### Work instructions
From the rows below, pull out every line that contains the word "front" and copy those lines unchanged.

### Records for this exercise
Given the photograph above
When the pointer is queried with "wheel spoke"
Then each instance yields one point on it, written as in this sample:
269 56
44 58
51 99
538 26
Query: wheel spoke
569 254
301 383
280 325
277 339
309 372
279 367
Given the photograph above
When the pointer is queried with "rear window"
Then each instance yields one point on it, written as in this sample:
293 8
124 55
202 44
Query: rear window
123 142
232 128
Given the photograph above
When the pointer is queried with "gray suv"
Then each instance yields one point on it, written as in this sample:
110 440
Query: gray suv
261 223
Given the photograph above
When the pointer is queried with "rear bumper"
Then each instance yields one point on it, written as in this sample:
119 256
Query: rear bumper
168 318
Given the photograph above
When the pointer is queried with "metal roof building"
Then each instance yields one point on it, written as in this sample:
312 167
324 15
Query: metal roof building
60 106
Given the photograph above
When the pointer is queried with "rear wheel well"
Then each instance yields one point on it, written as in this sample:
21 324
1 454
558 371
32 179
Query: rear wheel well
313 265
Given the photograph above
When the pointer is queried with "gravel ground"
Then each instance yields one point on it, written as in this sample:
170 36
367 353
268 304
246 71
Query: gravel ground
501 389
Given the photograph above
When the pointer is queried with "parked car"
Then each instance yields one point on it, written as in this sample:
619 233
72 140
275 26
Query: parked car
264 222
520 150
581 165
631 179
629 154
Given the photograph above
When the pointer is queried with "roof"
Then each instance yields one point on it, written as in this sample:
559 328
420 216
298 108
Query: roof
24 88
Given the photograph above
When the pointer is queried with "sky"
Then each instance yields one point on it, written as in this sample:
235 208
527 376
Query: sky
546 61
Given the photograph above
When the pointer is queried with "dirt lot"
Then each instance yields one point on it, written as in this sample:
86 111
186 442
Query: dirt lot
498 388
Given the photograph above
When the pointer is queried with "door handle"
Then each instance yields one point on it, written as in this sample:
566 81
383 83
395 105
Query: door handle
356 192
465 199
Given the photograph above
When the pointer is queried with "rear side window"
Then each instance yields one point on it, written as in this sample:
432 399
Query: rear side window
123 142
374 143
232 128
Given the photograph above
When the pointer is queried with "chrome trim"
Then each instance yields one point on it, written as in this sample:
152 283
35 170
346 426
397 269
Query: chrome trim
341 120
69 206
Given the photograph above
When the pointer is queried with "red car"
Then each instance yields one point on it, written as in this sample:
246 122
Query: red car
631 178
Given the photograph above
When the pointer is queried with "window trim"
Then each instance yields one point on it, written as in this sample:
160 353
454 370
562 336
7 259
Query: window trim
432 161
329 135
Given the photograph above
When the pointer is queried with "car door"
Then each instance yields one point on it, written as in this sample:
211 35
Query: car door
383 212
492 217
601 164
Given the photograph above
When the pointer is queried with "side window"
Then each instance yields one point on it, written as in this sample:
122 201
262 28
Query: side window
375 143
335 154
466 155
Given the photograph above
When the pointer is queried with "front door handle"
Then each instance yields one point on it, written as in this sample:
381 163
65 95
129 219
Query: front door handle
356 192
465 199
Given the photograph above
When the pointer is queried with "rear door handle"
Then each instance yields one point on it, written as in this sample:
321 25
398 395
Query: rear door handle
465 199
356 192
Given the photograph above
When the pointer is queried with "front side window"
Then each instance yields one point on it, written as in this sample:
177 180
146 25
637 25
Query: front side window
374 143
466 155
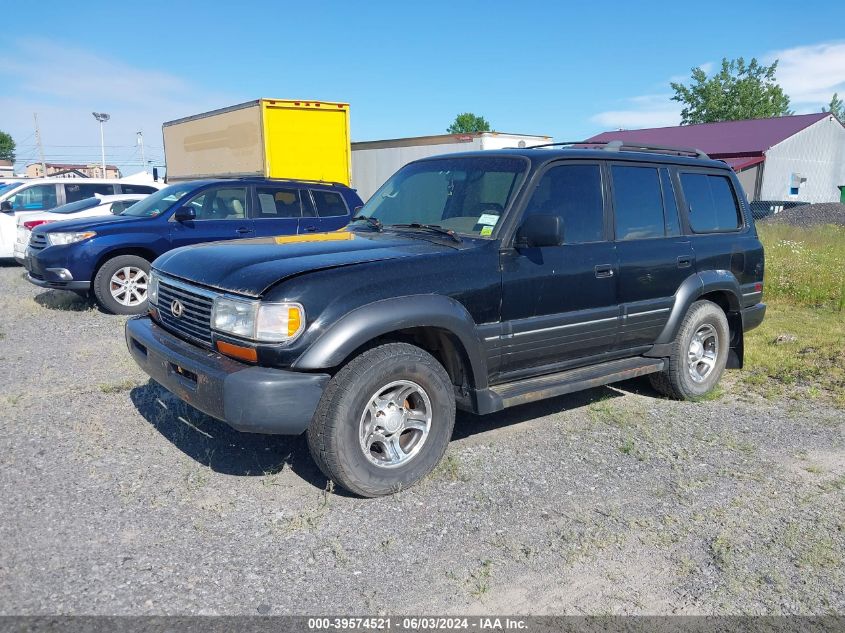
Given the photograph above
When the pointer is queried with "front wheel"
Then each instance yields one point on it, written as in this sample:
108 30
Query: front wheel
120 285
699 354
384 421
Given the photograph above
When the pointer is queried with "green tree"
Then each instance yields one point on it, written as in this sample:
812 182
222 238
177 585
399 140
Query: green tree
836 107
467 123
738 91
7 147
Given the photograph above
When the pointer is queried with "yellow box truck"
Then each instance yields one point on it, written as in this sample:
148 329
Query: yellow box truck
271 138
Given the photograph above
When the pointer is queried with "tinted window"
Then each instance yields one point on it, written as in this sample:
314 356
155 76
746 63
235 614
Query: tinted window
670 205
574 193
274 202
466 195
80 191
329 203
35 198
220 204
142 189
711 202
638 202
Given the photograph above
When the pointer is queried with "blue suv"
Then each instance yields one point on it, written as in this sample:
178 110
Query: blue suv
111 256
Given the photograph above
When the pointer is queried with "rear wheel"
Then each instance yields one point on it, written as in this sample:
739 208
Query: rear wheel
384 421
699 354
120 285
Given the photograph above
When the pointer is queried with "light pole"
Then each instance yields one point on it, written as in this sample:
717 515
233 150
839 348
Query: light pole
102 117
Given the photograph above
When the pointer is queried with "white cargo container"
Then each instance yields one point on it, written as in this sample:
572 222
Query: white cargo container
373 162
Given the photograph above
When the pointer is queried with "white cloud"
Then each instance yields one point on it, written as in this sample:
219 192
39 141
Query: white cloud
65 84
657 110
810 74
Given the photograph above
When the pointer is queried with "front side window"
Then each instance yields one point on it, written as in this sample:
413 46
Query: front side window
275 202
711 203
35 198
638 202
574 193
159 202
220 204
329 203
80 191
465 195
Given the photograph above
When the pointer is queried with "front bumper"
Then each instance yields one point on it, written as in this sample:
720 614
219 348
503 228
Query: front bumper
43 274
753 316
247 398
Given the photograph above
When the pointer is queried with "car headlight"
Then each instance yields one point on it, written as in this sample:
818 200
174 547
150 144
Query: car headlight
57 239
152 288
257 321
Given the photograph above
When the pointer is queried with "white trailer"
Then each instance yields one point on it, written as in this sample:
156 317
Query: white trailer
373 162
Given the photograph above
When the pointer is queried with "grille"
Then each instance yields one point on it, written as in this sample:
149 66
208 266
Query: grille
37 241
195 320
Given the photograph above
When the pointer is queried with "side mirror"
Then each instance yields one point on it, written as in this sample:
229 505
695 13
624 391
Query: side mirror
185 214
540 230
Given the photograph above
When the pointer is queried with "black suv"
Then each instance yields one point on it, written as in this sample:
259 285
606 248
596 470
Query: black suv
479 281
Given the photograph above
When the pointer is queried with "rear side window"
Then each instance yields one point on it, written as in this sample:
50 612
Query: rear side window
638 203
711 202
142 189
79 191
574 193
329 203
274 203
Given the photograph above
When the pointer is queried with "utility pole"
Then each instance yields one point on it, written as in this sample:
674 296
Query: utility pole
143 157
40 147
102 117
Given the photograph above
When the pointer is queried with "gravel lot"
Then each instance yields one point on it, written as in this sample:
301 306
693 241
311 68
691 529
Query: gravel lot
118 499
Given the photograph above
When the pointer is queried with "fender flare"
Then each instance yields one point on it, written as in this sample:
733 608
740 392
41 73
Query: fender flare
370 321
690 290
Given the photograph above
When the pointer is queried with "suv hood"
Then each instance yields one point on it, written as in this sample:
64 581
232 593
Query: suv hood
250 267
87 224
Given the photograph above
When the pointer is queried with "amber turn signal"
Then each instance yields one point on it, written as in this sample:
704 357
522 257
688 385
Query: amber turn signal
236 351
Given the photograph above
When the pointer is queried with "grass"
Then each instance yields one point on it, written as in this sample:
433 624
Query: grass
805 266
800 347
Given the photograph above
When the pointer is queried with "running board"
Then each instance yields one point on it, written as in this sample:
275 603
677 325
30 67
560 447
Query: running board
533 389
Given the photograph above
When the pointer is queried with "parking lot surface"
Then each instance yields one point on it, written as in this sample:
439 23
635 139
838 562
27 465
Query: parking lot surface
118 499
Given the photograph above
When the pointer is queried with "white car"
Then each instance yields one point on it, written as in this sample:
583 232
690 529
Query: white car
45 194
87 208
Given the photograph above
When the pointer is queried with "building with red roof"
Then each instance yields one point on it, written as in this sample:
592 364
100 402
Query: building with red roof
790 158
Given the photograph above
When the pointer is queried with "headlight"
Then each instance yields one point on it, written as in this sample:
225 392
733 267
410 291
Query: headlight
56 239
152 288
265 322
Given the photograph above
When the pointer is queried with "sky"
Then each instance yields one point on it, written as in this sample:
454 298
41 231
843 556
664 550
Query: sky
565 69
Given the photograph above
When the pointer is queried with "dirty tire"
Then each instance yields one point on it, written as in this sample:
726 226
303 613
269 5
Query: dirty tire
676 380
333 435
102 281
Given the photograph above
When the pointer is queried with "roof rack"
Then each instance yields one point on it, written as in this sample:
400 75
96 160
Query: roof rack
619 146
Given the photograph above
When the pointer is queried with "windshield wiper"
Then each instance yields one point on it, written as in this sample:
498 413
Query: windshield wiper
435 228
373 222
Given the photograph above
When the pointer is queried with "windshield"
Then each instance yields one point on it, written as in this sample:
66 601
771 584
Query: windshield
465 195
76 207
159 202
8 187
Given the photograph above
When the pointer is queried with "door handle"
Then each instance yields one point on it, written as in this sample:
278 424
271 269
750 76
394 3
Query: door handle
604 270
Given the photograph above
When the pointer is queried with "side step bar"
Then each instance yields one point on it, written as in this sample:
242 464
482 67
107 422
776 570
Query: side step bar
533 389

### Expected answer
When the pointer is queried with "front door handle"
Query: front door handle
When the pointer is queried with "front side window"
Query: front side window
When the pointer is queried with "front wheel"
Query: front wheel
When the pointer is queried with "front side window"
Query: front side window
When the pointer is queried with "front bumper"
Query: front bumper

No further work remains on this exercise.